[GOAL] Count how many lines in the entries below contain the word "albatross", and reply with only that number.

Stored entries
* BEGIN *

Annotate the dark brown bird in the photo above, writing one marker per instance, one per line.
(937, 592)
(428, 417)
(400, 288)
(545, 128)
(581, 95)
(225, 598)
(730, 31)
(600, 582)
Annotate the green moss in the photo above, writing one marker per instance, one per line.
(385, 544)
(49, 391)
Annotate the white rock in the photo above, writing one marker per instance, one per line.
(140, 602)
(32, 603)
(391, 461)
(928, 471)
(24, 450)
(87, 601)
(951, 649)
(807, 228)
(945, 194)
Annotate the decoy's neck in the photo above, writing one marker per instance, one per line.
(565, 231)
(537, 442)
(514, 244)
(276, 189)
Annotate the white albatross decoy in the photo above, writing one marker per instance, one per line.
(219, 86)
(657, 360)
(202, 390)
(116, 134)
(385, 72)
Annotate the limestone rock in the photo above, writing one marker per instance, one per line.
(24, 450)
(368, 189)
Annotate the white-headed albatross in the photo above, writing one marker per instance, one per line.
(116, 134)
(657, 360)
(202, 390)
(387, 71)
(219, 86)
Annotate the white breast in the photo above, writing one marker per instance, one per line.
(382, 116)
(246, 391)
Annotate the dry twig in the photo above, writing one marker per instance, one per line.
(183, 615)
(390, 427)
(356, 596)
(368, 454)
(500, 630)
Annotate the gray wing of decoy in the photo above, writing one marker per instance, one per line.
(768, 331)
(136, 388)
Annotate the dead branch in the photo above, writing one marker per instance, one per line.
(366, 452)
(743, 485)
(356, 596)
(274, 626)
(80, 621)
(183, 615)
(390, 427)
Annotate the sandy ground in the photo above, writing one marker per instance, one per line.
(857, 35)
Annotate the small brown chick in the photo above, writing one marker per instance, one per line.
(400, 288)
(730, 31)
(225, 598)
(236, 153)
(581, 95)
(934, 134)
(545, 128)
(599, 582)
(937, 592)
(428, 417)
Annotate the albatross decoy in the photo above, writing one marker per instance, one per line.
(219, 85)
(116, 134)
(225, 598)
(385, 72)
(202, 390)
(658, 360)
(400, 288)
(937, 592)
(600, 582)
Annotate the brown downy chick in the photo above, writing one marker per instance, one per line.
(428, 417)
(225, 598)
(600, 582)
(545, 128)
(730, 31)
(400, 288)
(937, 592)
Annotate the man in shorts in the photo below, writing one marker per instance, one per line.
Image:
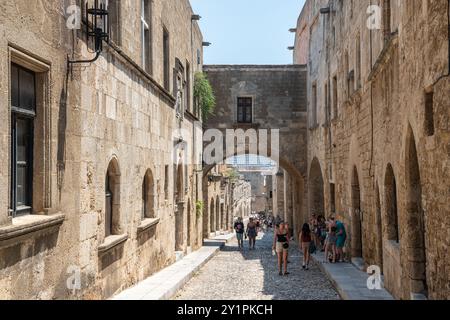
(240, 229)
(340, 242)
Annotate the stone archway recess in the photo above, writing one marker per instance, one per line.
(297, 191)
(316, 189)
(416, 255)
(356, 217)
(379, 223)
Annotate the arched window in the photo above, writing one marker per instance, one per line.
(148, 196)
(390, 190)
(112, 200)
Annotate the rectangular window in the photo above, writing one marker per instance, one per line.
(166, 59)
(244, 108)
(23, 100)
(188, 86)
(146, 35)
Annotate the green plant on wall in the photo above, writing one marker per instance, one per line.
(204, 95)
(199, 208)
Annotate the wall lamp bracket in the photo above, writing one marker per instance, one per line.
(97, 29)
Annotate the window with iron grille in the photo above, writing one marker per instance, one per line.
(23, 113)
(245, 110)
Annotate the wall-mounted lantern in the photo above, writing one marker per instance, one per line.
(97, 28)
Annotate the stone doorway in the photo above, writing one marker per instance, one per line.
(416, 223)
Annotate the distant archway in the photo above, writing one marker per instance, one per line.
(356, 217)
(415, 220)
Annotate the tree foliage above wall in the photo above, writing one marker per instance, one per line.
(204, 95)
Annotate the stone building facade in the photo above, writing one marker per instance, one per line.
(261, 184)
(270, 97)
(98, 174)
(379, 135)
(225, 198)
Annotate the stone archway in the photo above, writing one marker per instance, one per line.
(180, 210)
(390, 194)
(356, 216)
(416, 254)
(316, 189)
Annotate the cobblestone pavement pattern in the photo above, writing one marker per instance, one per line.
(253, 275)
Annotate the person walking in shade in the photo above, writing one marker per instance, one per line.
(305, 240)
(239, 228)
(252, 233)
(281, 246)
(340, 242)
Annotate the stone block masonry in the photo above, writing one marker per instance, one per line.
(112, 120)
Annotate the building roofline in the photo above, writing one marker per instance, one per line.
(272, 67)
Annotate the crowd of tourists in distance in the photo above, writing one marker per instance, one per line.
(320, 234)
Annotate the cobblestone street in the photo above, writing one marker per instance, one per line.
(253, 275)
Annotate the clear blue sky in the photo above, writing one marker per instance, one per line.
(248, 31)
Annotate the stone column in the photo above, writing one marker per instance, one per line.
(288, 201)
(180, 227)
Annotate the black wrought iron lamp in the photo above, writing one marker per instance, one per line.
(97, 28)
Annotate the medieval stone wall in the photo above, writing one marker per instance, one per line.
(378, 118)
(91, 117)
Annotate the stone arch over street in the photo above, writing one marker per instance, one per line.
(415, 219)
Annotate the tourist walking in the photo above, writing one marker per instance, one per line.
(239, 229)
(281, 246)
(252, 233)
(330, 246)
(305, 240)
(340, 241)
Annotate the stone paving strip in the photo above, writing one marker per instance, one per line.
(165, 284)
(350, 282)
(253, 275)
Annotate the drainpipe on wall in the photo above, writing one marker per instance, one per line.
(371, 104)
(448, 36)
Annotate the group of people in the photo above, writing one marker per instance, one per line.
(251, 232)
(328, 235)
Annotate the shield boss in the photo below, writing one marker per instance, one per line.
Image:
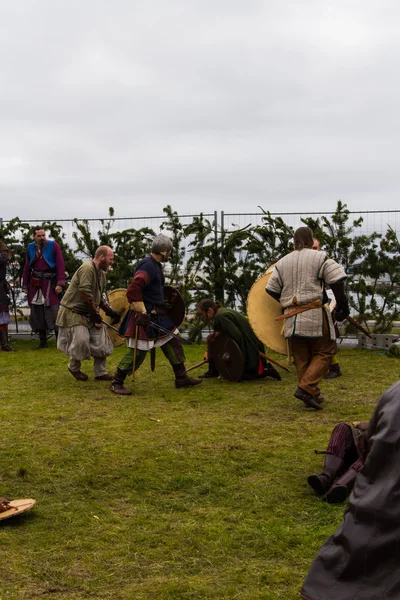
(228, 357)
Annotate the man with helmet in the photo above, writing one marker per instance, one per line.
(146, 296)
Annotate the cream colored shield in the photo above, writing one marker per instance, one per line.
(16, 507)
(118, 301)
(262, 310)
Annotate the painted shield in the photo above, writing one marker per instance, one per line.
(262, 310)
(175, 304)
(118, 301)
(227, 357)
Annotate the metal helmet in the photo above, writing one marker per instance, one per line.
(162, 245)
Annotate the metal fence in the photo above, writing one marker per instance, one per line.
(373, 221)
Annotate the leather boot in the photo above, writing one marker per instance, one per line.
(5, 346)
(117, 385)
(308, 400)
(322, 482)
(212, 371)
(341, 488)
(182, 379)
(333, 372)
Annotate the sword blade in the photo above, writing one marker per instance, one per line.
(156, 326)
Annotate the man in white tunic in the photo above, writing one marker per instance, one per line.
(298, 282)
(82, 333)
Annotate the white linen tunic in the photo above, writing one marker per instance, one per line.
(300, 278)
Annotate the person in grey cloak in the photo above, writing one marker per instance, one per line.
(360, 561)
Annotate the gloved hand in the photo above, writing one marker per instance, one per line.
(115, 316)
(144, 320)
(341, 311)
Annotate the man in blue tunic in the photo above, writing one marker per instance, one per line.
(146, 296)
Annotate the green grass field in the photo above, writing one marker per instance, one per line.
(167, 494)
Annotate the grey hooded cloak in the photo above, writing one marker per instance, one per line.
(361, 560)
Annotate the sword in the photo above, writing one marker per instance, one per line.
(14, 306)
(178, 337)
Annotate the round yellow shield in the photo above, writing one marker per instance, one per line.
(118, 301)
(262, 310)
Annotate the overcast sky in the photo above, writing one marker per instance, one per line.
(201, 104)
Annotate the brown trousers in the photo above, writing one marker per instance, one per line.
(312, 357)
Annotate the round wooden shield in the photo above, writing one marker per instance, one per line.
(17, 507)
(227, 356)
(118, 301)
(261, 312)
(174, 299)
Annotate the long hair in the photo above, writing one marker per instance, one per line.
(303, 238)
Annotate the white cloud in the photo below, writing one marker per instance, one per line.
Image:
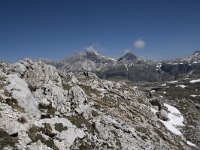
(139, 43)
(127, 51)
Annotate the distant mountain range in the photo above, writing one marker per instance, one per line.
(129, 67)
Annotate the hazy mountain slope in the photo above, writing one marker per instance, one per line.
(42, 108)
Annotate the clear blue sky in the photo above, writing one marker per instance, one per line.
(56, 28)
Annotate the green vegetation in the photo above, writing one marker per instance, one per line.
(22, 120)
(59, 127)
(65, 86)
(77, 120)
(7, 140)
(88, 90)
(47, 109)
(34, 135)
(14, 104)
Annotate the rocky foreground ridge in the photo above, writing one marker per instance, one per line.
(43, 108)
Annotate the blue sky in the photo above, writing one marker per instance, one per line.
(54, 29)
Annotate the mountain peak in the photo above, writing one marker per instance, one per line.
(196, 53)
(128, 57)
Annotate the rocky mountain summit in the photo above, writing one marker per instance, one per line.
(129, 67)
(42, 107)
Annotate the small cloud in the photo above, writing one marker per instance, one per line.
(127, 51)
(139, 43)
(93, 47)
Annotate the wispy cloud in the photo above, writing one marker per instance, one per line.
(127, 51)
(139, 43)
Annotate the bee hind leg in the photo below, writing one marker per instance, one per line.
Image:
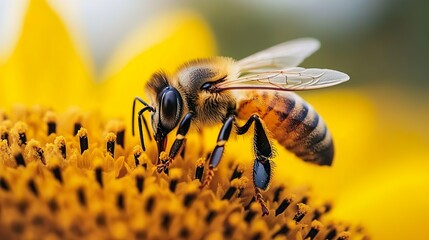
(179, 142)
(262, 165)
(217, 153)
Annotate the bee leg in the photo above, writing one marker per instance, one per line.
(217, 153)
(179, 143)
(262, 165)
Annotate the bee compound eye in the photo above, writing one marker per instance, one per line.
(171, 108)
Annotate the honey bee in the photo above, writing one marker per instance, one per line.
(257, 89)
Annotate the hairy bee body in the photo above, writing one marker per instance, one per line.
(293, 123)
(256, 89)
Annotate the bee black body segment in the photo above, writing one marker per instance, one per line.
(223, 136)
(263, 152)
(141, 118)
(179, 142)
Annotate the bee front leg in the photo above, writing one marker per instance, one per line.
(179, 143)
(262, 165)
(217, 153)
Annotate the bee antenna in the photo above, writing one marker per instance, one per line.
(140, 117)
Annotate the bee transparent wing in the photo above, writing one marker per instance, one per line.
(291, 79)
(281, 56)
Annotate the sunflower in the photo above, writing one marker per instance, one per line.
(74, 172)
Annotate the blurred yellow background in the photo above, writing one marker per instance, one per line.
(379, 118)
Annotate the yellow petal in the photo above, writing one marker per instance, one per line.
(164, 43)
(45, 67)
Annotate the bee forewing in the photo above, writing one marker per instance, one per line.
(291, 79)
(283, 55)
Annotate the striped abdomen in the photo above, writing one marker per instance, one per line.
(293, 123)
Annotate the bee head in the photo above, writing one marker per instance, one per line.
(168, 108)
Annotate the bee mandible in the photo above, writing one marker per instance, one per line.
(257, 89)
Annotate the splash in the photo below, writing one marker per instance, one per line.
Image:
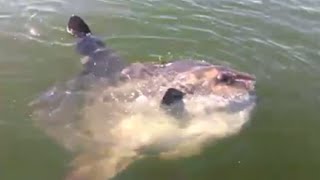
(109, 128)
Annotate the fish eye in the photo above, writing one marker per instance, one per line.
(225, 78)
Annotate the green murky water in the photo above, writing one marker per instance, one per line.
(278, 41)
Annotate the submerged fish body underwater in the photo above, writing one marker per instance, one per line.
(110, 126)
(112, 114)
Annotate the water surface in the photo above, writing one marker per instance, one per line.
(276, 41)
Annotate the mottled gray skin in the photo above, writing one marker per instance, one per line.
(100, 60)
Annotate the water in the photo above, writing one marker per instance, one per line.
(276, 41)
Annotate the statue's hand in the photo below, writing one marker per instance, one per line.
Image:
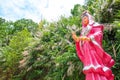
(84, 38)
(76, 39)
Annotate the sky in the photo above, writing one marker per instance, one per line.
(51, 10)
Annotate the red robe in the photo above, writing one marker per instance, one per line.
(96, 61)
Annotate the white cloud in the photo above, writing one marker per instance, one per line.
(36, 9)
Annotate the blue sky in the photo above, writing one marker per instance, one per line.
(36, 10)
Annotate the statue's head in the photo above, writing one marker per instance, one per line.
(87, 19)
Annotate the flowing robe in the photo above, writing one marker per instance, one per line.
(96, 61)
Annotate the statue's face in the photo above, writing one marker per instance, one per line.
(85, 20)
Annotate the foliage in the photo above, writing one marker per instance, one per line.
(11, 54)
(46, 51)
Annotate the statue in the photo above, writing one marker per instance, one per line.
(96, 61)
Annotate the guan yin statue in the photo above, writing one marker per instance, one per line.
(97, 63)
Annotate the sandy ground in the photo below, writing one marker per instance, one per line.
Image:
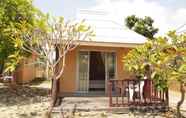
(33, 102)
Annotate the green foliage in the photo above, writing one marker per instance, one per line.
(13, 15)
(141, 26)
(165, 55)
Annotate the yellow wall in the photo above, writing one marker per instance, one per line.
(68, 80)
(25, 72)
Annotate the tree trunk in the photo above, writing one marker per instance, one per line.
(54, 95)
(182, 91)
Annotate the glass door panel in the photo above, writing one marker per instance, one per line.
(83, 84)
(110, 65)
(110, 60)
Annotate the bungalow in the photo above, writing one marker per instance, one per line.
(93, 63)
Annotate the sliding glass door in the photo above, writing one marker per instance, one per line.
(110, 67)
(83, 81)
(96, 75)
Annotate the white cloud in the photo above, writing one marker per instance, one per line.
(164, 17)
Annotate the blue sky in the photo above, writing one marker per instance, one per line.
(168, 14)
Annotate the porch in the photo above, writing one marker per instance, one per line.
(122, 95)
(127, 92)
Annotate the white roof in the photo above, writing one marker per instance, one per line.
(107, 30)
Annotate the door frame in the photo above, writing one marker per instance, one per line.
(106, 77)
(77, 72)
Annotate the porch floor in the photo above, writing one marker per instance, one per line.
(85, 103)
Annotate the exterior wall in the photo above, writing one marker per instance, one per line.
(25, 73)
(68, 80)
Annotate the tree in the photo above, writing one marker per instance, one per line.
(167, 58)
(13, 13)
(53, 45)
(142, 26)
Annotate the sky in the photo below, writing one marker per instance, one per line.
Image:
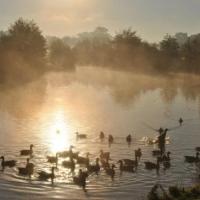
(152, 19)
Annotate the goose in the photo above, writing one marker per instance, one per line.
(156, 152)
(192, 159)
(139, 153)
(94, 168)
(126, 168)
(180, 121)
(69, 164)
(65, 154)
(104, 155)
(44, 176)
(80, 136)
(27, 152)
(165, 157)
(101, 135)
(166, 164)
(7, 163)
(28, 170)
(133, 163)
(53, 159)
(151, 165)
(110, 171)
(83, 160)
(80, 180)
(105, 163)
(129, 139)
(110, 139)
(197, 148)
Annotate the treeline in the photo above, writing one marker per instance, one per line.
(25, 53)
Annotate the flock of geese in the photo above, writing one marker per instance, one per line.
(103, 162)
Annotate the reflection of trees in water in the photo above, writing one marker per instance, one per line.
(126, 87)
(23, 101)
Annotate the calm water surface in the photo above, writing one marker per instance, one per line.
(90, 100)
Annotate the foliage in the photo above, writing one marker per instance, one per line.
(22, 51)
(60, 54)
(175, 193)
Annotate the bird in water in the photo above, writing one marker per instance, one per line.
(94, 168)
(53, 159)
(151, 165)
(110, 139)
(125, 168)
(69, 164)
(80, 180)
(83, 160)
(27, 152)
(44, 176)
(104, 155)
(80, 136)
(111, 171)
(28, 170)
(129, 139)
(133, 163)
(101, 135)
(192, 159)
(180, 121)
(7, 163)
(138, 153)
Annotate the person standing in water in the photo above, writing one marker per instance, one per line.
(180, 121)
(161, 141)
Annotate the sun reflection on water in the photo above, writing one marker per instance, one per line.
(58, 132)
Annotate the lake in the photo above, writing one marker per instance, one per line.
(90, 100)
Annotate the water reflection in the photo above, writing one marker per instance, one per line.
(57, 132)
(48, 112)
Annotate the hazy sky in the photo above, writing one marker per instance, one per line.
(151, 18)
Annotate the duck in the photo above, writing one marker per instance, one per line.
(131, 162)
(110, 171)
(125, 168)
(129, 139)
(83, 160)
(180, 121)
(166, 164)
(80, 136)
(151, 165)
(28, 170)
(192, 159)
(65, 154)
(165, 157)
(27, 152)
(44, 176)
(69, 164)
(105, 163)
(7, 163)
(104, 155)
(101, 135)
(53, 159)
(94, 168)
(80, 180)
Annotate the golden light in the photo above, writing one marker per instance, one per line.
(58, 133)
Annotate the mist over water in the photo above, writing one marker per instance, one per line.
(90, 100)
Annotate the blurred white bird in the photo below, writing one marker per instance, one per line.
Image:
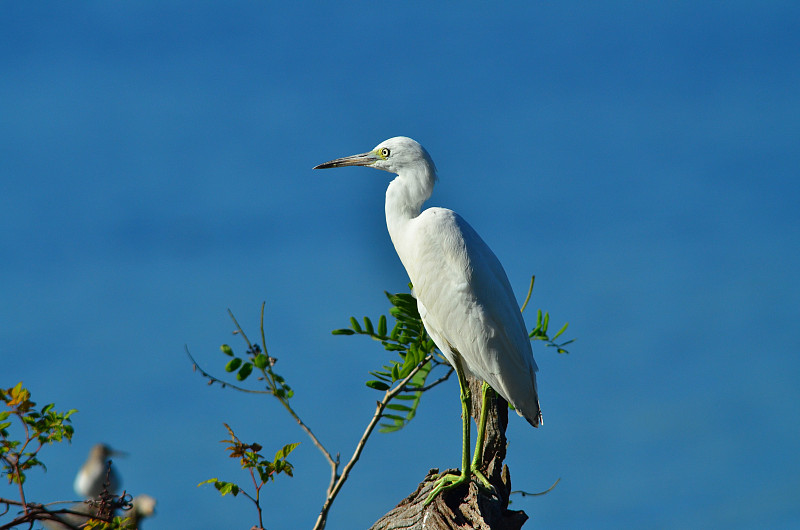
(463, 294)
(92, 475)
(143, 506)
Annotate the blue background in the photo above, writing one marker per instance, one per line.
(641, 159)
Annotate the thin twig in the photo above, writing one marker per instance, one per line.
(381, 406)
(526, 494)
(215, 379)
(333, 463)
(530, 291)
(439, 381)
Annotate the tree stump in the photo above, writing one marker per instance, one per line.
(468, 506)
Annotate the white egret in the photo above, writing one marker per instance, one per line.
(463, 294)
(92, 476)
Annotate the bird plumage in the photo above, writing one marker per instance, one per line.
(90, 480)
(463, 294)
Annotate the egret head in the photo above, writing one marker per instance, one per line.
(394, 155)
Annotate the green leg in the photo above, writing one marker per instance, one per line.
(447, 482)
(486, 393)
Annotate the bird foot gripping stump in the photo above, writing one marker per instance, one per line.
(466, 505)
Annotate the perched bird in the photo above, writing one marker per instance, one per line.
(92, 476)
(462, 291)
(143, 506)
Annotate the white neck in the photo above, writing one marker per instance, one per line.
(405, 196)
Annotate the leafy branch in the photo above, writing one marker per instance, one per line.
(40, 427)
(261, 470)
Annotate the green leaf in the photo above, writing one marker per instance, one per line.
(378, 385)
(245, 371)
(285, 450)
(560, 331)
(233, 364)
(261, 361)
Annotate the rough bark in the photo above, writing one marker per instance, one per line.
(465, 507)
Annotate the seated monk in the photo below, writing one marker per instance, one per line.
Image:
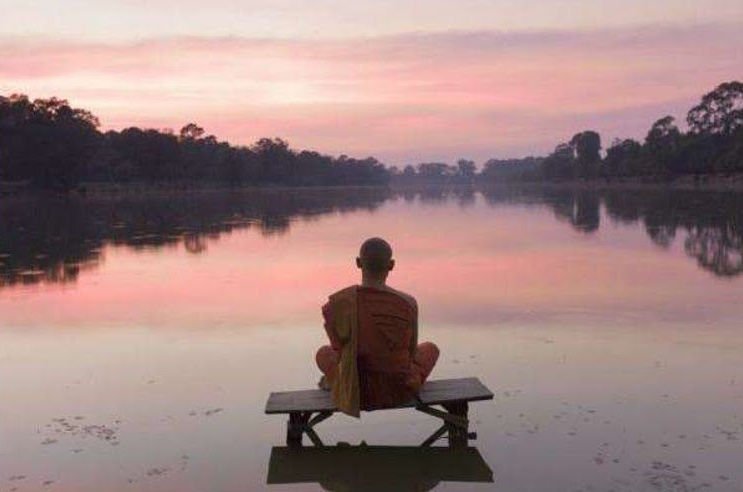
(374, 359)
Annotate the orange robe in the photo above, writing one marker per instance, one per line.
(382, 373)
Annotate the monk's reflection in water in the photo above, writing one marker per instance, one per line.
(377, 468)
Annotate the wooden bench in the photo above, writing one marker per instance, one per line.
(308, 408)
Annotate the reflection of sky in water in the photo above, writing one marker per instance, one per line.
(616, 362)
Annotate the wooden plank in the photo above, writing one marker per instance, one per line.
(316, 400)
(432, 393)
(446, 390)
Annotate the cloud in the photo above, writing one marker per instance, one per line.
(398, 97)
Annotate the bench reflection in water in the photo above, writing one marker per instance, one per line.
(376, 468)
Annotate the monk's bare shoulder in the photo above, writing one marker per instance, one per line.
(344, 291)
(411, 300)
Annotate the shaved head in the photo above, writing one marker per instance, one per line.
(375, 256)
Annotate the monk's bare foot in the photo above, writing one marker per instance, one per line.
(323, 384)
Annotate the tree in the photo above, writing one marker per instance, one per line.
(662, 144)
(560, 163)
(587, 147)
(466, 169)
(191, 131)
(623, 157)
(45, 141)
(720, 112)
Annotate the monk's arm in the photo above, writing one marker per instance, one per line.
(414, 338)
(327, 314)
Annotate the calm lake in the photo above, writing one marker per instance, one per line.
(140, 335)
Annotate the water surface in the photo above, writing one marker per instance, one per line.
(141, 334)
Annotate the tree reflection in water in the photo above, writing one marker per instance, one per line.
(53, 239)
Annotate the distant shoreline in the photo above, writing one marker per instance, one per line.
(732, 182)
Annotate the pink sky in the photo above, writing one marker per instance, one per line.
(451, 88)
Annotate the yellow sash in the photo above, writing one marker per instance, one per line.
(345, 389)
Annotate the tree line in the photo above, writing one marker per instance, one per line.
(713, 144)
(51, 145)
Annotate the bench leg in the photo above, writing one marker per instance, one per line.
(294, 430)
(458, 435)
(301, 423)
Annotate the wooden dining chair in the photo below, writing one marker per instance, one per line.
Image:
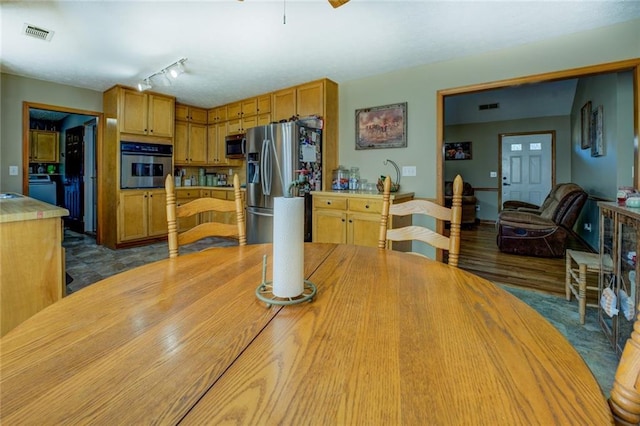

* END *

[EXERCISE SOLUTION] 3